• [Exercise aim]: Make a verbatim transcription of the records, without the pictures.

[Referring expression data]
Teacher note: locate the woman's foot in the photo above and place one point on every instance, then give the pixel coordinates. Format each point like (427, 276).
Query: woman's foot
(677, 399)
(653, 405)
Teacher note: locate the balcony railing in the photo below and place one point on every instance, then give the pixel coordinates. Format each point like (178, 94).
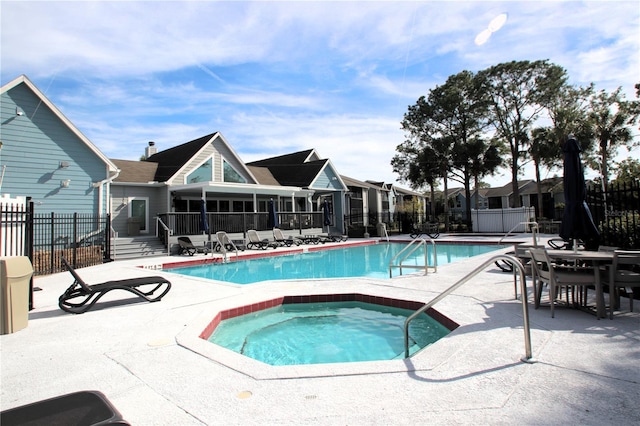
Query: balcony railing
(189, 223)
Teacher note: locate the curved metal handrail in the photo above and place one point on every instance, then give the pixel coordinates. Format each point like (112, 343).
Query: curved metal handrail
(523, 288)
(421, 242)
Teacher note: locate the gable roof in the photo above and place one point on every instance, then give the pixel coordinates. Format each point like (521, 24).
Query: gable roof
(296, 169)
(295, 158)
(24, 80)
(263, 175)
(171, 160)
(136, 171)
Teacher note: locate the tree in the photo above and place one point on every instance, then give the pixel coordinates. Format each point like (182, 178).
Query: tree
(411, 164)
(442, 130)
(628, 172)
(516, 93)
(611, 118)
(544, 152)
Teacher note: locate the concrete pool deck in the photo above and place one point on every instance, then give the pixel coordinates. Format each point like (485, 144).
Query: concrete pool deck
(586, 370)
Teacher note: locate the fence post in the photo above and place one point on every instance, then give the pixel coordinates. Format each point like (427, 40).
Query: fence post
(107, 239)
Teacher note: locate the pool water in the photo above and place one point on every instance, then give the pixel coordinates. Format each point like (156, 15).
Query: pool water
(329, 332)
(357, 261)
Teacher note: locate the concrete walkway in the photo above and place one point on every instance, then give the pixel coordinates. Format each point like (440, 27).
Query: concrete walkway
(586, 370)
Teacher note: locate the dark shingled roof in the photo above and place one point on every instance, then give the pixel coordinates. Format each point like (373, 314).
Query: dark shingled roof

• [Answer section]:
Teacher note: locate the woman's foot in the photo above and place one point on every instance, then give the pixel coordinates. Format each point like (427, 276).
Query: woman's foot
(677, 399)
(653, 405)
Teacher note: locate the balcony railing in the photo below and place one point on every instance, then give the pixel coordinates. Format each point like (178, 94).
Query: balcony railing
(189, 223)
Teacher note: locate the curved metal handrail in the photo above and place one point on every instance, then give the pixel coordinates. Format each point like (112, 343).
Query: curved metal handrail
(523, 288)
(421, 242)
Teacher note: locate the gable roof in the photo above and place one point on every instance, then give the pixel coordinates. Format each point like (521, 24).
Query: gable roof
(296, 169)
(295, 158)
(24, 80)
(263, 175)
(171, 160)
(136, 171)
Teacher note: locate the tree in the photo above and place one point on every instance, then give the pixel coordinates. Format each point like (182, 178).
Query: tree
(411, 164)
(442, 130)
(628, 172)
(516, 93)
(611, 118)
(544, 152)
Teacher note: locate the concrete pool deck in the photo above and place one point on every instance, then give the pixel coordinates. Format each point like (485, 144).
Query: concrete pool deck
(586, 370)
Teacher note: locate the fence post in the photo above and place one point on every instance, then give the pixel coordinates. Format each point like (427, 40).
Query: fence post
(107, 239)
Teacher note: locate the pool water in the photo above and place one point on every instance, then give the pixel coordinates. Format each point like (156, 15).
Query: pool water
(329, 332)
(357, 261)
Teacher note: locate the concrete walkway in the photo above and place one point on every instance, then give the pixel coordinates. Format each point like (440, 27).
Query: concrete walkway
(586, 370)
Teacher note: locate the dark shingled roof in the photo above and place one point on every instance, then give the pixel coordinates. Format each point like (373, 314).
Query: dark shingled roof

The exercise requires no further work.